課題:
1) 次の(a)〜(c)が抜粋文の内容と合うかをそれぞれ「はい」か「いいえ」で答え、決め手となる抜粋文の語句をそのまま引用すること。(a) 現場に向かったチームは筆者を含めて5人だった。(b) その日の晩は風が強かった。(c) 写真は一番前を歩く人間が撮っていた。
2) 抜粋文によると、現場へ行くには山道をどのくらい登る必要があるか。
3) 抜粋文のうち、「憑いてくる霊、引っ張り倒そうとする霊」で始まり「その日の晩は、少々肌寒かったものの空は晴れ、風も穏やかだった。」で終わる部分をそのまま抜き出せ。

抜粋文:

------------------------------------------------------------------------

一方で、数をこなせばこなすほど、一連のオカルト・スポットへの耐性もついていく。
簡単に言えば怖くなくなってしまうのだ。
もう、筆者たちは滅多なことでは驚かなくなっていた。
そんな我々が、初めて現場に向かうのを躊躇した。
空気が違うのだ。
なにかが見ている、なにかが近くにいる、そんな気配をいわゆる「零感(霊感がないこと)」である我々でも感じてしまう。
憑いてくる霊、引っ張り倒そうとする霊
意を決して車を降りた。
目的の場所は山の中腹にある慰霊碑だった。
現場へは山道を15分ほど登る必要がある。そのための整備された階段が用意されている。
そして山道の脇は、鬱蒼とした林が続いている。
階段を登りはじめて数分、得体のしれない違和感があたりを包んでいた。
強い視線を感じるのは間違いない。しかし、これは現場の雰囲気に飲まれているだけかもしれない。
その日の晩は、少々肌寒かったものの空は晴れ、風も穏やかだった。
にもかかわらず、周囲が大変「やかましい」。
現場に向かったチームは筆者を入れて5人。
それなりの人数であることは確かだが、全員軽口を叩く余裕はない。無言で階段を登っている。
このやかましさはなんだろうと登りながら考えていて気がついた。
「すぐ脇の林から音がする」
聞こえるのは、草むらをかき分ける音。
それも、我々と歩調を合わせるかのように一定のスピードで、ずっと着いてくる。
後から確認したところ、そこにいた全員がこの音は聞いていた。
筆者も含めて「ここでパニックになったら、本当にまずい」という思いで黙っていたとのことだった。
写真は筆者が撮っていた。
階段を登る隊列は、筆者が一番後ろで写真を撮りながら、前方4人の足もとを懐中電灯で照らす。
一番前を歩く人間が、若干振り返りながら懐中電灯で2〜4人目の足元を照らす、真ん中の3人目も懐中電灯を持つが、彼は何かおかしな物があったらその場所を照らす役割を担っていた。
写真はろくにファインダーを覗くことなく、適当にシャッターを押した。怖かったのだ。
すぐ脇から感じる気配と音、そちらも撮影した。なにかを狙ってフォーカスしたわけではない。
曲がりくねった山道を登っていると、カーブの部分で若干の渋滞が起こる。
特に、一番前の人間が曲がるときには、前方を注意しながら、さらに真ん中のメンバーの足もとを照らしながら曲がろうとするためにスピードが落ちる。そこで歩みが滞るのだ。
最後尾を歩いていた筆者が「なにかおかしい」と思い始めたのは、2つ目、3つ目くらいのカーブを曲がった辺りだった。
背後に強い気配を感じる。背中(右肩の辺り)に手の平が、ベタッと貼り付いているような気がする。
緊張で肩が凝ったのだろう、そう思ったのを覚えている。

------------------------------------------------------------------------

提供資料:

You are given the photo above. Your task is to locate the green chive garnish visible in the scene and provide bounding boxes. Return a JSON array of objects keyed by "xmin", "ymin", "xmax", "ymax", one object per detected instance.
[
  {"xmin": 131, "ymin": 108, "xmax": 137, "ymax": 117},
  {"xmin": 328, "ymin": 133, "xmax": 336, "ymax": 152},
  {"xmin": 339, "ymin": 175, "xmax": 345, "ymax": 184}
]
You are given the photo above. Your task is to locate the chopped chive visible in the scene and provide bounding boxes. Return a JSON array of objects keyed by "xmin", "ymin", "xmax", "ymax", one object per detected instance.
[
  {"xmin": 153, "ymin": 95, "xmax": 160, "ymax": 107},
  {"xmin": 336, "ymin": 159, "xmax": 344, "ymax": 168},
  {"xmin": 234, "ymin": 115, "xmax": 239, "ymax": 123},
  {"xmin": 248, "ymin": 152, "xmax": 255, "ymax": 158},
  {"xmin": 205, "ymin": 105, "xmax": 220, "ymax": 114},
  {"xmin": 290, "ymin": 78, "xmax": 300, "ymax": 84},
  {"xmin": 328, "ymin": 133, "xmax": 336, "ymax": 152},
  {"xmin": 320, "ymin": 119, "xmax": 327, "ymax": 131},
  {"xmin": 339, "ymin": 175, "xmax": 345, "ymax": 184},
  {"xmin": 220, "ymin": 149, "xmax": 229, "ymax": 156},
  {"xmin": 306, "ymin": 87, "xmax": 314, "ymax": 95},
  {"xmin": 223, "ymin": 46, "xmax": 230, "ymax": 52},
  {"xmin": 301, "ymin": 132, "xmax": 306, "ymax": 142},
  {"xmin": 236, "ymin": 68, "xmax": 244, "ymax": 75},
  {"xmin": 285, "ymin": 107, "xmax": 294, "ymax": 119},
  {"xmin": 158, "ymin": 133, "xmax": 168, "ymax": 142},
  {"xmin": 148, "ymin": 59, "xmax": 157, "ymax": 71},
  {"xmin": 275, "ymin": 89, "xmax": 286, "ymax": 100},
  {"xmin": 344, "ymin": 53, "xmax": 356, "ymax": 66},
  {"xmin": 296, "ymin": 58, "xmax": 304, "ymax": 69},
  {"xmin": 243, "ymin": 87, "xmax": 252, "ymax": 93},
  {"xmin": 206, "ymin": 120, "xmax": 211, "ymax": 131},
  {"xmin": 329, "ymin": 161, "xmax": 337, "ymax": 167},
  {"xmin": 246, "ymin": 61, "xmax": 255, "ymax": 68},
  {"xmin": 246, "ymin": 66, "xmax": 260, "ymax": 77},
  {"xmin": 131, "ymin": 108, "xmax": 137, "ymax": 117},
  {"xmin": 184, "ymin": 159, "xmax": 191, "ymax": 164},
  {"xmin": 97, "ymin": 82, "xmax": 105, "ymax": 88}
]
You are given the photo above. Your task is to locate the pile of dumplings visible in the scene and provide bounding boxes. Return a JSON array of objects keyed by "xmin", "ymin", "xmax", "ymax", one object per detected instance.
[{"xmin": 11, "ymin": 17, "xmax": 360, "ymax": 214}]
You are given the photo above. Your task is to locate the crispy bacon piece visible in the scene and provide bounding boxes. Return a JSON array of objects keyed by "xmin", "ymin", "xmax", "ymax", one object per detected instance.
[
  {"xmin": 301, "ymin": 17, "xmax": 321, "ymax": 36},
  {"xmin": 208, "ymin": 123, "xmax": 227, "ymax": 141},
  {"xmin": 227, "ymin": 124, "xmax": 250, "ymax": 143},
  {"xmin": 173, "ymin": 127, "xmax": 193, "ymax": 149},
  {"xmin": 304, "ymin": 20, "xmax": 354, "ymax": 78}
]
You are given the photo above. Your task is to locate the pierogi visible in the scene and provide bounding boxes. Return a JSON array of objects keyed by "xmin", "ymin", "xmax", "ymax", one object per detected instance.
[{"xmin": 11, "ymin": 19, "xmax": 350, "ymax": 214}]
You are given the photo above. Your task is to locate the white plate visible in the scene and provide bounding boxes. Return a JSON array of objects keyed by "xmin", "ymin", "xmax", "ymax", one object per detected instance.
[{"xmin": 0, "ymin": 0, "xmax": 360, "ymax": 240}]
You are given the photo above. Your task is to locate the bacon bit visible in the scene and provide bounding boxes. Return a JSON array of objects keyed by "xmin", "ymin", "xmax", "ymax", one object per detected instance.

------------------------------------------------------------------------

解答一覧:
1)
(a) はい。「現場に向かったチームは筆者を入れて5人。」
(b) いいえ。「風も穏やかだった」
(c) いいえ。「写真は筆者が撮っていた。」

2) 山道を15分ほど登る必要がある。

3)
憑いてくる霊、引っ張り倒そうとする霊
意を決して車を降りた。
目的の場所は山の中腹にある慰霊碑だった。
現場へは山道を15分ほど登る必要がある。そのための整備された階段が用意されている。
そして山道の脇は、鬱蒼とした林が続いている。
階段を登りはじめて数分、得体のしれない違和感があたりを包んでいた。
強い視線を感じるのは間違いない。しかし、これは現場の雰囲気に飲まれているだけかもしれない。
その日の晩は、少々肌寒かったものの空は晴れ、風も穏やかだった。